[Collection entries]
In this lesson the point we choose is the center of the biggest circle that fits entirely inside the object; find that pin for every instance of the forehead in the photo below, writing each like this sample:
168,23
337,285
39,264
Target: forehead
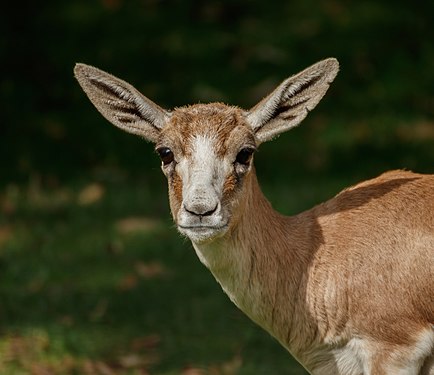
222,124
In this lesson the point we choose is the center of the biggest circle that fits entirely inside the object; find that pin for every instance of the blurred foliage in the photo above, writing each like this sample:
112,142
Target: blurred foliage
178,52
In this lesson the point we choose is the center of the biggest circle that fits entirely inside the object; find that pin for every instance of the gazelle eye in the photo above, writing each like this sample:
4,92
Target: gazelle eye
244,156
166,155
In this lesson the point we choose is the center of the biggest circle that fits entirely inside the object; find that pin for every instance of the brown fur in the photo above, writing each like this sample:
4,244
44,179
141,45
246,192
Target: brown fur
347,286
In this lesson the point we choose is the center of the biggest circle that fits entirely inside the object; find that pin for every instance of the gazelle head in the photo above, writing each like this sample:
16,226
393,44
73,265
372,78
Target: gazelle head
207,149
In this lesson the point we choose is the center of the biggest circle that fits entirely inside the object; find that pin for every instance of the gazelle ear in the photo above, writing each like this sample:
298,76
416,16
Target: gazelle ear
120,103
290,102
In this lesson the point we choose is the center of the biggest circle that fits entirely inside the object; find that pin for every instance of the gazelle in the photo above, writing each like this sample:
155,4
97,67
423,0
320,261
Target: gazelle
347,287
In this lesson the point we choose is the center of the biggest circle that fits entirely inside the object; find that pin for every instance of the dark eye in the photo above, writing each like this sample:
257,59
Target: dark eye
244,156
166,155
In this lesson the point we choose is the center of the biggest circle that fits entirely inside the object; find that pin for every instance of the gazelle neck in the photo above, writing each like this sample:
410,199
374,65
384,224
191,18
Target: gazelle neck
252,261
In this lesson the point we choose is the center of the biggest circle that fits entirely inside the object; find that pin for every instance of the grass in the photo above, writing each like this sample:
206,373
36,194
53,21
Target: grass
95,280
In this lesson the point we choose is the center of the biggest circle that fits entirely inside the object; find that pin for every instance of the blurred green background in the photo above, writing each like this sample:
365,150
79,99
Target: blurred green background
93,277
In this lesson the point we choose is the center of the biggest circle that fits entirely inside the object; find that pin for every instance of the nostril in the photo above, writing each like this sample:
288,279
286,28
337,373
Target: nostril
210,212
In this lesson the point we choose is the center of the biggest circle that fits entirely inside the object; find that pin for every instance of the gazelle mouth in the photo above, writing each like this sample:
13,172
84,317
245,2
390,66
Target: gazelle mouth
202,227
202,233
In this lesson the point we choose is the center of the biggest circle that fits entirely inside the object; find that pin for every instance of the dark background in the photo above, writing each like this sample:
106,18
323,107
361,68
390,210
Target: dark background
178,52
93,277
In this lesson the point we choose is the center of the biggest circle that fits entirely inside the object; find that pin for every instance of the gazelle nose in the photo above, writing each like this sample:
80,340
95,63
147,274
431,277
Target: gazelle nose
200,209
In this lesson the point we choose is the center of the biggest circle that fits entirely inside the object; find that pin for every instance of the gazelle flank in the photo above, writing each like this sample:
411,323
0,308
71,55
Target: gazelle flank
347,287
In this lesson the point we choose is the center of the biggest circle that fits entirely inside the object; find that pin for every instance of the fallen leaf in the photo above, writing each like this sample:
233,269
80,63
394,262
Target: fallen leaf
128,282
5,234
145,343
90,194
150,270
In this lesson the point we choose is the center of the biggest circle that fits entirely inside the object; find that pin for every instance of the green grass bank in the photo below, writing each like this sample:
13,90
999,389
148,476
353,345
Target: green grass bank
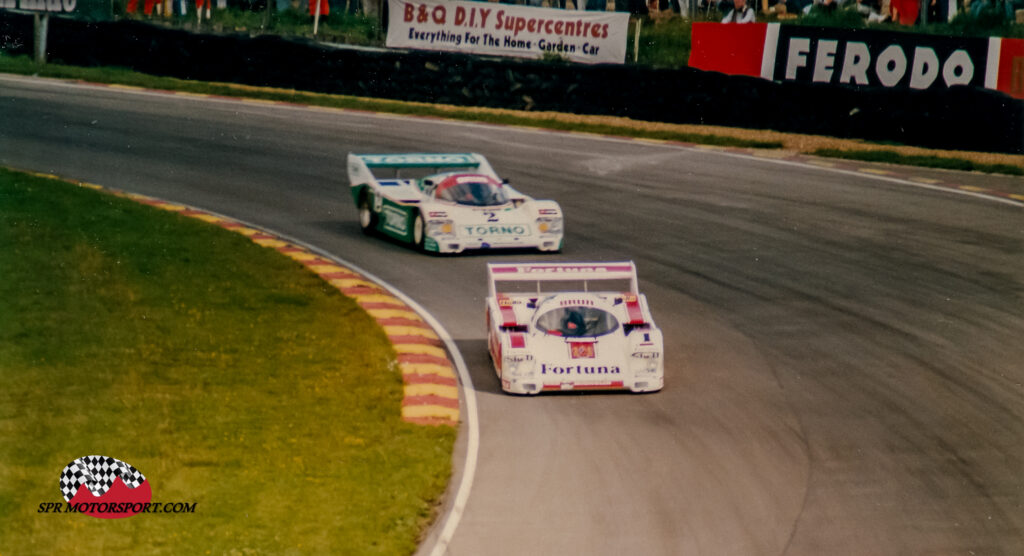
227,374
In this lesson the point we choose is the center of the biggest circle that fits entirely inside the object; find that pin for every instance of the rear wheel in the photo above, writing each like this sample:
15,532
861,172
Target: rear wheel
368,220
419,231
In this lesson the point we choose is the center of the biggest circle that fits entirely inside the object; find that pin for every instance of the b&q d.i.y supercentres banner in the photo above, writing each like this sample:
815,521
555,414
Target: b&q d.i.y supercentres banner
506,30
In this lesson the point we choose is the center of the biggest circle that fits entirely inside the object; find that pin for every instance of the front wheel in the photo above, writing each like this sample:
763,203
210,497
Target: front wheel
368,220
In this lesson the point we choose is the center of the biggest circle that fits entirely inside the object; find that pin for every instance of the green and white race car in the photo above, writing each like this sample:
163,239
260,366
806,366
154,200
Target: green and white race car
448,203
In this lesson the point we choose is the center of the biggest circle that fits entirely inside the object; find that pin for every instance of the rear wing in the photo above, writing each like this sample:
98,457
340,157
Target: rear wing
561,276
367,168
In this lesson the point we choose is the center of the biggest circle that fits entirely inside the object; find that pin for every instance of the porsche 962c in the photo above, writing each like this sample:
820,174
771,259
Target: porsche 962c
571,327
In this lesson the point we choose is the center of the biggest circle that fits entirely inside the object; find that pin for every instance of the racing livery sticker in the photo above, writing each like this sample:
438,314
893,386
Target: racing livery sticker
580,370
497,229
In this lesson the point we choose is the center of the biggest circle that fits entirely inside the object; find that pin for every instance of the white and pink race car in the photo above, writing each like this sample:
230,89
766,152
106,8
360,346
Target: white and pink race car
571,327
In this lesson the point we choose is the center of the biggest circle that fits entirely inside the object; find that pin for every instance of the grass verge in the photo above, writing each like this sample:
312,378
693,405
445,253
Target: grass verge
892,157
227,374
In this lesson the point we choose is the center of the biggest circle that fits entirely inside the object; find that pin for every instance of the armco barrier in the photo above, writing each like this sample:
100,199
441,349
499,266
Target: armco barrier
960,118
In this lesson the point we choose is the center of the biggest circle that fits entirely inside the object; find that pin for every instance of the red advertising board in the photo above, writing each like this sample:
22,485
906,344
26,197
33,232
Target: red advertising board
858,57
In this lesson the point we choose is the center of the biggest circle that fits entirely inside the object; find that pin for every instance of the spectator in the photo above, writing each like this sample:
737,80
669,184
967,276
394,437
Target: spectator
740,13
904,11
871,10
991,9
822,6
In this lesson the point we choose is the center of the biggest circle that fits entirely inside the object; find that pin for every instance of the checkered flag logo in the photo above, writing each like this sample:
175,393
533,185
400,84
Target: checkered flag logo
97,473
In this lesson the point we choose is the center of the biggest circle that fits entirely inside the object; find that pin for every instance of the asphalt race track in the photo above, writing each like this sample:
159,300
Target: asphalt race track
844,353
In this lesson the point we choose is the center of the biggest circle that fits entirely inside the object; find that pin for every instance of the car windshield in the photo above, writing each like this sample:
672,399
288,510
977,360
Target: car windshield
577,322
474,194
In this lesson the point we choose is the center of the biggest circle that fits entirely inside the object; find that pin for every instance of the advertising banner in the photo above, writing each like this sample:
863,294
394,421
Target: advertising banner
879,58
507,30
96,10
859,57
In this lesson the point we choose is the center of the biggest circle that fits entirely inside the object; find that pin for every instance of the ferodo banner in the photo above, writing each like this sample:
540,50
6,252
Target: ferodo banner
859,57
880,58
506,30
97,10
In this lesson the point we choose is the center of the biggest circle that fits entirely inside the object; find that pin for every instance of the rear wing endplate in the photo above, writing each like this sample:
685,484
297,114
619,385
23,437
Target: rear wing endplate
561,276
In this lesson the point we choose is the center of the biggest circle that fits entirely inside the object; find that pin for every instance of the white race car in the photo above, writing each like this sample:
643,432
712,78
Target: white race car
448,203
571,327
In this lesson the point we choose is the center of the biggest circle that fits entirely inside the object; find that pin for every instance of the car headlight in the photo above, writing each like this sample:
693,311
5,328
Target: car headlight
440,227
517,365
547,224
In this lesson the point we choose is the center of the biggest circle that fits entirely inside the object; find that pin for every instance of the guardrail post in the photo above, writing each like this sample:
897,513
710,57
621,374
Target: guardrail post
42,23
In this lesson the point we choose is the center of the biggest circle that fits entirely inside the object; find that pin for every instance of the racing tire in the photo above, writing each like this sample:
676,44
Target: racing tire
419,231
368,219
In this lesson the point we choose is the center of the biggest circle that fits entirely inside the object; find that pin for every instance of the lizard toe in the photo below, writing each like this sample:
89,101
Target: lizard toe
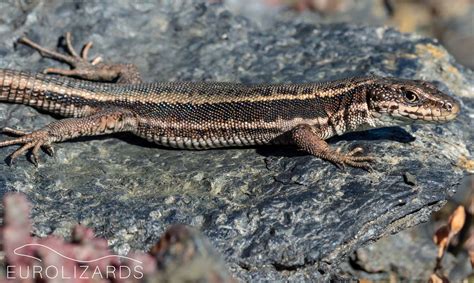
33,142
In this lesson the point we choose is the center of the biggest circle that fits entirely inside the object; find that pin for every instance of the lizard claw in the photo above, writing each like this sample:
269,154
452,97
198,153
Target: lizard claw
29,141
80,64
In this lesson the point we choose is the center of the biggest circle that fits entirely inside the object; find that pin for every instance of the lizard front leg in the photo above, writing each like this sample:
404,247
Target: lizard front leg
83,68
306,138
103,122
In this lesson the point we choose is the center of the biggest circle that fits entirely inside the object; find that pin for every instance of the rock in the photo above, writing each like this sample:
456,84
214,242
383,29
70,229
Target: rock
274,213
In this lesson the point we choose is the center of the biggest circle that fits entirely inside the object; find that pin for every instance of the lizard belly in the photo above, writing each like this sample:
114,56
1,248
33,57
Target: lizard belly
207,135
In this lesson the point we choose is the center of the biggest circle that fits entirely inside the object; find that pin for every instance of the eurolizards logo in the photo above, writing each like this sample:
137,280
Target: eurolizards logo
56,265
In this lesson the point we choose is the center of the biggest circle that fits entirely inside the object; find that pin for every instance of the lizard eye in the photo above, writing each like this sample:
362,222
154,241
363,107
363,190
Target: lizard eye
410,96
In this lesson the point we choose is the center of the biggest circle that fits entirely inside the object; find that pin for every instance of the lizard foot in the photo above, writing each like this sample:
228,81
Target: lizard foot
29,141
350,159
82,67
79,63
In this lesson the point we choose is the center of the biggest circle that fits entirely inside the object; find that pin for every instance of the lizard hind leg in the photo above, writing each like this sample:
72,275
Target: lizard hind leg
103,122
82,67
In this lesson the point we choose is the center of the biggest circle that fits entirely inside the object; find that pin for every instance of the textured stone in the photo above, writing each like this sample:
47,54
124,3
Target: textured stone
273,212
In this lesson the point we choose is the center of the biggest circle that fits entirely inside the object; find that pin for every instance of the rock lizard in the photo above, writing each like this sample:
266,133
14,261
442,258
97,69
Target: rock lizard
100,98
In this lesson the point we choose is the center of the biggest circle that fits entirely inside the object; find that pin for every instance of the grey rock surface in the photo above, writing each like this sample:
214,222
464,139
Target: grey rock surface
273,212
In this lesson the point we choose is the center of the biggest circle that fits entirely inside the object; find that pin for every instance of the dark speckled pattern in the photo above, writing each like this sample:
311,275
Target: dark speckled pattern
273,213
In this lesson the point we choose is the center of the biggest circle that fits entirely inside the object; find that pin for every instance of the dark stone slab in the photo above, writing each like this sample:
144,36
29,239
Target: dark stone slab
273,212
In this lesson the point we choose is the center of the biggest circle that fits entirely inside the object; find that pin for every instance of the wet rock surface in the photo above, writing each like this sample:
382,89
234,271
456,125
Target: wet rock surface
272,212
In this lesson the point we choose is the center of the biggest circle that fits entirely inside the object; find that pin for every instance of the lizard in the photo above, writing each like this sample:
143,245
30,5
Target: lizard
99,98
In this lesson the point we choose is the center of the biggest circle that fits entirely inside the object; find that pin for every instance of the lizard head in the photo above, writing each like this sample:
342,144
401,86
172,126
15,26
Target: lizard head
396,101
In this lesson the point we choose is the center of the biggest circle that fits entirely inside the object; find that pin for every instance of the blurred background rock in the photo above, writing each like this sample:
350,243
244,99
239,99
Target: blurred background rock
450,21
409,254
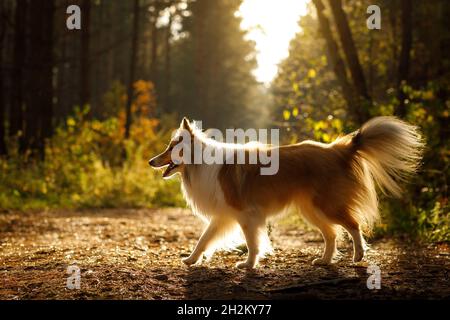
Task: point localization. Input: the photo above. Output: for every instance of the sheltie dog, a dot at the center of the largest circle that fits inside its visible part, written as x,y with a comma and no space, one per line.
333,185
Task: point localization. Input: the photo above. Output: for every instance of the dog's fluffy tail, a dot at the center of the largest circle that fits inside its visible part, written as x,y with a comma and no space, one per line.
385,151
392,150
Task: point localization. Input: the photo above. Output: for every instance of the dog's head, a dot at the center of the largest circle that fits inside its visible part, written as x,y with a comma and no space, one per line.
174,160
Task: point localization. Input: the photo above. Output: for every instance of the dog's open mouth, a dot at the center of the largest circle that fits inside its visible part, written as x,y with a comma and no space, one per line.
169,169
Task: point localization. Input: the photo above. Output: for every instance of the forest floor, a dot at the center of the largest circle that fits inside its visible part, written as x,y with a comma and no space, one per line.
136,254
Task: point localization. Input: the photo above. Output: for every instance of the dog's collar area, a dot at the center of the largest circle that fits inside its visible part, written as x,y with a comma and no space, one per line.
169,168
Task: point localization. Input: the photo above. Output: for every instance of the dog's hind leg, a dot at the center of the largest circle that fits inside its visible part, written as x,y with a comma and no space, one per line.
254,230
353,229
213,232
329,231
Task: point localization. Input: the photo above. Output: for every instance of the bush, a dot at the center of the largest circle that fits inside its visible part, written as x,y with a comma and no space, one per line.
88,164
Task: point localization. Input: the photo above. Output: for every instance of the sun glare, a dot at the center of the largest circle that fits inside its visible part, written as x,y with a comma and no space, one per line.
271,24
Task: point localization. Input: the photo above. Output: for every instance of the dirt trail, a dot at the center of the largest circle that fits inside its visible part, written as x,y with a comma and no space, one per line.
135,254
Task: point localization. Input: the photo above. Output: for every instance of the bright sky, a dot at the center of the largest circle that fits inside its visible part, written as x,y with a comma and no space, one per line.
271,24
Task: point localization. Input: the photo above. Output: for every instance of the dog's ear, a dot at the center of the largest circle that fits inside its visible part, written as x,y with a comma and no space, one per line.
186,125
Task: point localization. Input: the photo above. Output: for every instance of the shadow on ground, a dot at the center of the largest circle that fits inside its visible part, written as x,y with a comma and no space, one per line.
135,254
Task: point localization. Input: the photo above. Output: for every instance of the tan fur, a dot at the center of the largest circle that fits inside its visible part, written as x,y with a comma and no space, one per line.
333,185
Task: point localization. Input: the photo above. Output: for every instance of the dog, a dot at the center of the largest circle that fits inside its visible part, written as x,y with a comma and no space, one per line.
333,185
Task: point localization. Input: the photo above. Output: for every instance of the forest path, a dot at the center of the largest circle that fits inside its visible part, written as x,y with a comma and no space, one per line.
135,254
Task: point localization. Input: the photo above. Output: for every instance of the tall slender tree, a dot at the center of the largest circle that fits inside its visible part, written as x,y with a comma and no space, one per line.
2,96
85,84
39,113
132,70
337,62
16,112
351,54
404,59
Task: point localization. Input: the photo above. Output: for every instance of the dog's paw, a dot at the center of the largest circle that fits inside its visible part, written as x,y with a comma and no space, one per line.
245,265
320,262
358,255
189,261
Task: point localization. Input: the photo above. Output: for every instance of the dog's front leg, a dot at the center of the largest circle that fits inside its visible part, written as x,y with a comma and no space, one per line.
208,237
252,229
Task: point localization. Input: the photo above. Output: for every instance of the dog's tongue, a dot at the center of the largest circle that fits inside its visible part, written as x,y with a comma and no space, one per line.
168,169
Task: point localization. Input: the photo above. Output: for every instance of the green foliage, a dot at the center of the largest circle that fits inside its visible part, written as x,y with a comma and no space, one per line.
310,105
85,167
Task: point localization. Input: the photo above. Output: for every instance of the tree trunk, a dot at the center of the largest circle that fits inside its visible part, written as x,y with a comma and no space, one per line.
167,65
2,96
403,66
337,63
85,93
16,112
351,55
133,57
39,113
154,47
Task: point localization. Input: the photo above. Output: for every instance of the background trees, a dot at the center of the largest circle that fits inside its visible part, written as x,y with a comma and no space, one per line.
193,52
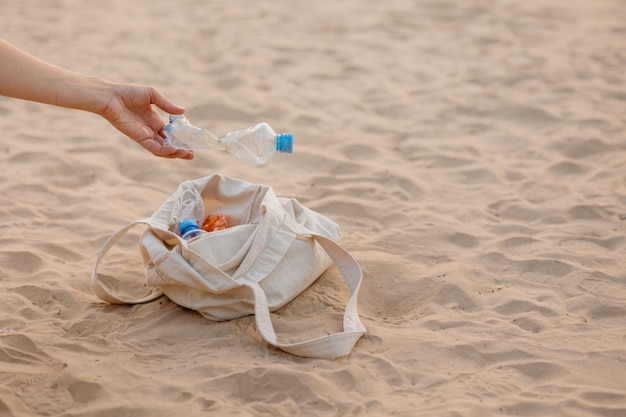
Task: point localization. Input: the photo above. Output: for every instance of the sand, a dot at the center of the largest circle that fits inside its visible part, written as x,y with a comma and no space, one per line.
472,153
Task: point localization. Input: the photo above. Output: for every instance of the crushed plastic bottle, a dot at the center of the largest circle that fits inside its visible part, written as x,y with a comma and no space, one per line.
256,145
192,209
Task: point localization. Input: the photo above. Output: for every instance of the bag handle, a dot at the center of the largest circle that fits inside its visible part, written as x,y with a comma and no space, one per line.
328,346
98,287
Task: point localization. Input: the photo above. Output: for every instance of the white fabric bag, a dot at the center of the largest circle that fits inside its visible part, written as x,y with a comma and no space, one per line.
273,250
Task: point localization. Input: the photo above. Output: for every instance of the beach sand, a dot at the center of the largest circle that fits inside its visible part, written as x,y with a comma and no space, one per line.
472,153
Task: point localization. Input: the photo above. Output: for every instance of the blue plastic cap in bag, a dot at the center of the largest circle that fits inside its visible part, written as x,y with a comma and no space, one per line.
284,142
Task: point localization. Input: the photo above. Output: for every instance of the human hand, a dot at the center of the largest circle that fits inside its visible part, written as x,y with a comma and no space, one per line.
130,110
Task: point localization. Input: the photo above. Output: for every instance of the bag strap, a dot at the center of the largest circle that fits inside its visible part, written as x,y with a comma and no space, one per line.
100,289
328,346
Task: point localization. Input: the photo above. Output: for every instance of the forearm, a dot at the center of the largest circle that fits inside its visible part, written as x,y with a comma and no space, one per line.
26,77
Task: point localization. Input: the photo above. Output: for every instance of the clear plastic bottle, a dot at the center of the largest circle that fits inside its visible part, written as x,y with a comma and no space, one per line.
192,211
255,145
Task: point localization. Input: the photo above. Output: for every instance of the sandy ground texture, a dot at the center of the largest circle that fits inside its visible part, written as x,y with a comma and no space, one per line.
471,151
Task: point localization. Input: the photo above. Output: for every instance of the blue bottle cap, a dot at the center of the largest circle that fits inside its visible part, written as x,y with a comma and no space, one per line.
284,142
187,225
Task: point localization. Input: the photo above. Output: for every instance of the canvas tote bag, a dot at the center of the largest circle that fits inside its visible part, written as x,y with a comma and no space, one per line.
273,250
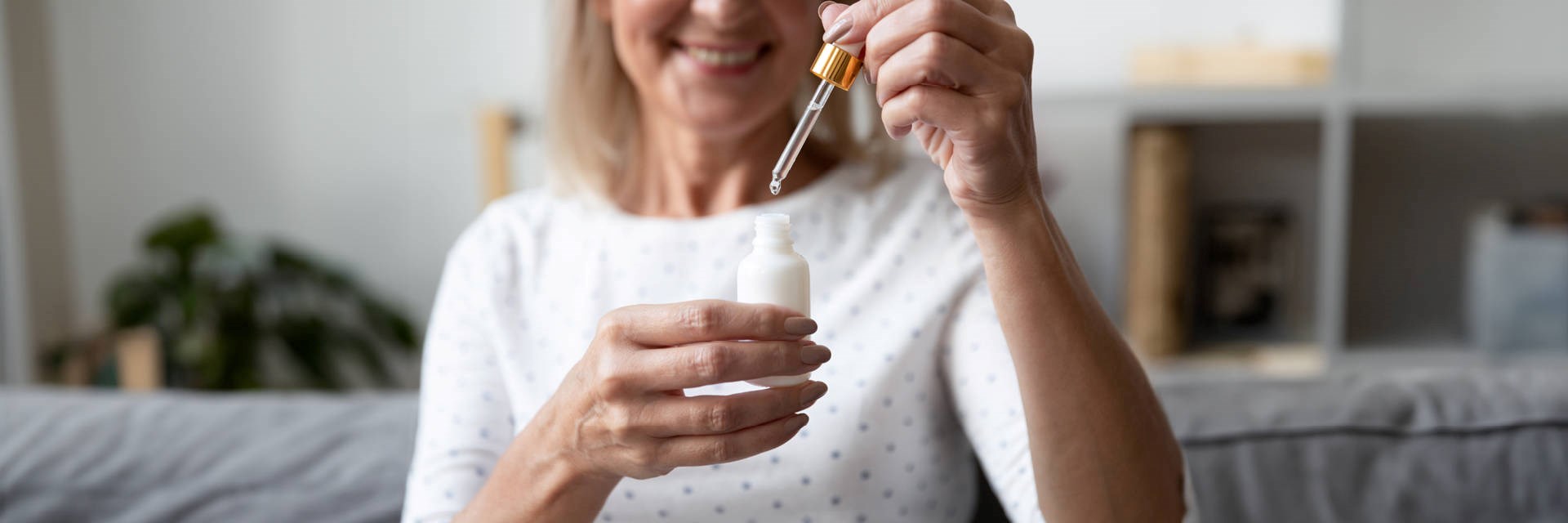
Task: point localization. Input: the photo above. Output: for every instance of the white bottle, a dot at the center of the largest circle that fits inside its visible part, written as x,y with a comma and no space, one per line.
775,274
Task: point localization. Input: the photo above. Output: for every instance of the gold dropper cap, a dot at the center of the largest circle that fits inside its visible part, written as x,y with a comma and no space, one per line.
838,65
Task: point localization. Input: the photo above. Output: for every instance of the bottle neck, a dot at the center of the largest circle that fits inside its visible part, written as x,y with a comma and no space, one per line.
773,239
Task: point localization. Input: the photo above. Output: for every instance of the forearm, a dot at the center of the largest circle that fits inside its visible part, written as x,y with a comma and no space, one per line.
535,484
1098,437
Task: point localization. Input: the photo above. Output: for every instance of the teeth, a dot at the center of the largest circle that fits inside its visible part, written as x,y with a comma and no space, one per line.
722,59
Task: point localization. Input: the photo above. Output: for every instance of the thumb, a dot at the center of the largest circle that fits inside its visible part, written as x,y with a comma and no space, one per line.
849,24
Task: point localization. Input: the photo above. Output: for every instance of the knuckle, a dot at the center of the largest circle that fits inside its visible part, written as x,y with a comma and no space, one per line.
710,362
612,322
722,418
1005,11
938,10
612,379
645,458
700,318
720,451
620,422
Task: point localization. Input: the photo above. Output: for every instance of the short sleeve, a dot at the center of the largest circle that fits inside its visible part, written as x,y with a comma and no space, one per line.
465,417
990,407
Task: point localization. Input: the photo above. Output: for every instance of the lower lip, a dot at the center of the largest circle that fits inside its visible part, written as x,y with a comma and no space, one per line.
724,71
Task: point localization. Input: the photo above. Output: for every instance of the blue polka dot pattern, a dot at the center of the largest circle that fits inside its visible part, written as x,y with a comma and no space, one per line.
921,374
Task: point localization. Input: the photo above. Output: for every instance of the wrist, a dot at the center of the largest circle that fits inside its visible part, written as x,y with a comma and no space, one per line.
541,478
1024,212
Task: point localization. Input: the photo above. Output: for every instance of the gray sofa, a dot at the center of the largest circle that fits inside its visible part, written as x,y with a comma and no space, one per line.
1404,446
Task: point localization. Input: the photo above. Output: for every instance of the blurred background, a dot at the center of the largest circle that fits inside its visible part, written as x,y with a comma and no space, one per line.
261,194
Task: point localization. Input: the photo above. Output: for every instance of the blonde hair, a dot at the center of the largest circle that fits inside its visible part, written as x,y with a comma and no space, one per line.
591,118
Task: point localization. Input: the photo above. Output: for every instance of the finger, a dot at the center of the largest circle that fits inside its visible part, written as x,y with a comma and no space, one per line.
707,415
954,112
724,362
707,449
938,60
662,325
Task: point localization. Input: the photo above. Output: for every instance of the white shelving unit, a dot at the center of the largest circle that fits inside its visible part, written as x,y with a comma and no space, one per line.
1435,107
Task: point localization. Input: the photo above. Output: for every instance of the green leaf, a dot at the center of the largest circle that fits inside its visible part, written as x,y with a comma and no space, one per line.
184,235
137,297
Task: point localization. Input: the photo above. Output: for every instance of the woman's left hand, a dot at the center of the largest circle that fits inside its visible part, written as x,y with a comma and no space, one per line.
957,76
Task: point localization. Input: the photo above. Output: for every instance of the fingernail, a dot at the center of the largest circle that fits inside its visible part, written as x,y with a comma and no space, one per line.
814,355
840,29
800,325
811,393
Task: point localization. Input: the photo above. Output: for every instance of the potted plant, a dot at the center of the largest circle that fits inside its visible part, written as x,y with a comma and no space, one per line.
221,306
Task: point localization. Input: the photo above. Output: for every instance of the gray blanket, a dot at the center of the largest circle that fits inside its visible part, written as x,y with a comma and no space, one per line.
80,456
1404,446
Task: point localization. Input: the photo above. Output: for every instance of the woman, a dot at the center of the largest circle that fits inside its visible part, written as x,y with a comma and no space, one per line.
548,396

> [Task objective]: Every line containing the string "below" is required; copy each such line from the data.

> [Response box]:
In this lesson the point we choose is the center of the biggest circle that fits entirely inside the object; find that pin for every instance of the forehead in the photo below, writing each like this sample:
In this lesson the point we choose is the center of the biggest circle that fits entirely inside the object; find that pin for every instance of the green grass bank in the photo below, writing each like this sample:
In this lesson the point we choose is the center of the biggest circle that fits entirely inside the object; find that pin for every instance of the lizard toe in the photo below, writing each like this sample:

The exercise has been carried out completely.